Stated task A —
Answer these questions using the perceptron project post:
(i) Which Python version and plotting library does the project use?
(ii) How many neurons are in the hidden layer?
(iii) What learning rate is set at first, and what is it changed to later?
Stated task B —
Write the next part of the perceptron project post, starting after its final line.

Extract —
:::::
Posts

Apr 6, 2016 NEW!

CI Project1: [Neural Networks] Multi-Layer Perceptron Based Classifier

In this Computational Intelligence and Applications project, we were asked to implement multi-layer perceptrons and experiment with them as classifiers. Test data are two-dimentional points and classified into class 1 or 2.

Environment

Python 3.5 with library matplotlib 1.5.1(for ploting figures)
Running on OSX 10.11 with Intel Core i5 2.6GHz & 8GB 1600Mhz DDR3 or AWS Ubuntu Server 14.04 64bit (instance type: t2.micro)

Methodology

Use online version of backpropagation algorithm since it’s been told^[2] to be better than batch version.
In total of 400 data points from two files, take 320~360 as training set and the remaining as validation set.
The activation function is the logistic function.
The neural network consists of 2 layers, 1 hidden layer + 1 output layer.
The number of neurons of hidden layer is 4. (will be explained later)
Learning rate η is initially set to 0.05, and adjusted to 0.01 later on.
The stopping criterion is running 10,000 epochs or 100,000 epochs, depending on the number of hidden neurons (to avoid long running time).
Momentum term is integrated later.
:::::
Provided records —
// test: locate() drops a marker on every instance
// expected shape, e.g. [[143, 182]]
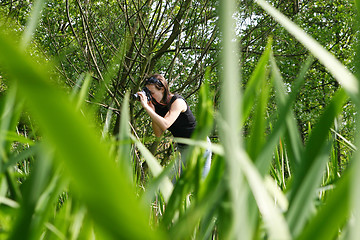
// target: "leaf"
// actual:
[[340, 73], [95, 177]]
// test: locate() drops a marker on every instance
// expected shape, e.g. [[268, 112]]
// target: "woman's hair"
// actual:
[[160, 82]]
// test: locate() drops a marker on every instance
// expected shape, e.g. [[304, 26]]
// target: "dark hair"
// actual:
[[160, 83]]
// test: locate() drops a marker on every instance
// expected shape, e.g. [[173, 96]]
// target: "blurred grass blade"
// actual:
[[273, 219], [257, 77], [32, 22], [29, 222], [256, 139], [340, 73], [104, 188], [84, 91], [312, 165], [229, 123]]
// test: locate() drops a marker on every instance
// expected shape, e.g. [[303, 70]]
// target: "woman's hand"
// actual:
[[144, 102]]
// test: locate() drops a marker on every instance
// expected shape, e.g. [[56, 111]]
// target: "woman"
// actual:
[[170, 112]]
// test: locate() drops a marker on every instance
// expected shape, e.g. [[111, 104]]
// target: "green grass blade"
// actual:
[[312, 165], [94, 174], [230, 121], [124, 150], [166, 186], [32, 22], [257, 77], [333, 214], [84, 91], [346, 79]]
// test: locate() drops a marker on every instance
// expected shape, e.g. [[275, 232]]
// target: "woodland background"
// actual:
[[112, 46]]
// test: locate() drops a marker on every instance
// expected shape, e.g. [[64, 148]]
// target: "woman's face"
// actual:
[[156, 93]]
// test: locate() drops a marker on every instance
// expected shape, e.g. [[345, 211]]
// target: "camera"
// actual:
[[147, 93]]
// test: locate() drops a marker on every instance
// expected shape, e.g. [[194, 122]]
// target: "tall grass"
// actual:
[[262, 186]]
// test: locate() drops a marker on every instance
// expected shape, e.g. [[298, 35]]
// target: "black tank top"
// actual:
[[184, 125]]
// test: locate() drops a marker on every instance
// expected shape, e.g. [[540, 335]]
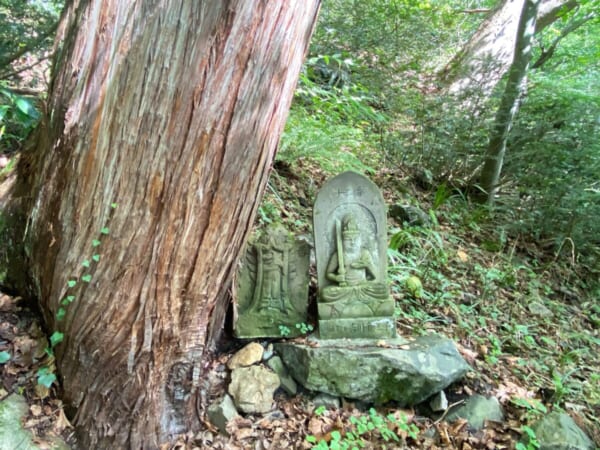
:::::
Reply A —
(i) Python 3.5 with matplotlib 1.5.1
(ii) 4
(iii) It starts at 0.05 and is changed to 0.01 later.

Reply B —
Experiments

First, try several different numbers (i.e., 32, 16, 8, 4, 2) of neurons in the hidden layer to choose the best model, which is having 4 hidden neurons in the hidden layer.

(PS. HN: hidden neuron, LR: learning rate, TS: Training set, VS: validation set, MA: alpha term in momentum)

←↑ Results of running 10,000 epochs on a NN of HN(32, 16, 8, 4, 2) neurons in the hidden layer, 0.05 learning rate, 370 data points in training set, 30 data points in validation set and no momentum term

Second, since the amplitude of oscillation in the above figures is too large, I deceided to run the experiment again with lower learning rate, that is, 0.01 to see if it will get better.

Also, adjust the ratio of the size of training set to the size of validation set to 80:20 (i.e., 320TS & 80VS), which is the recommended ratio.

←↑ Results of running 10,000 epochs on a NN of HN(32, 16, 8, 4, 2) neurons in the hidden layer, 0.01 learning rate, 320 data points in training set, 80 data points in validation set and no momentum term

Third, integrate momemtum into the neural network and highlight the first epoch that satisfy the early stopping criterion (shown as blue veritcal line with epoch number).

Moreover, since the number of neurons has chosen to be 4, increase the stopping criterion to 100,000 epochs to get more precise result.

Also, I noticed that learning curves in second step is quite strange and I suspected that it’s because the training set is too small to achieve the correct model. Therefore, I tweaked the TS:VS ratio to 90:10 (i.e., 360TS & 40VS).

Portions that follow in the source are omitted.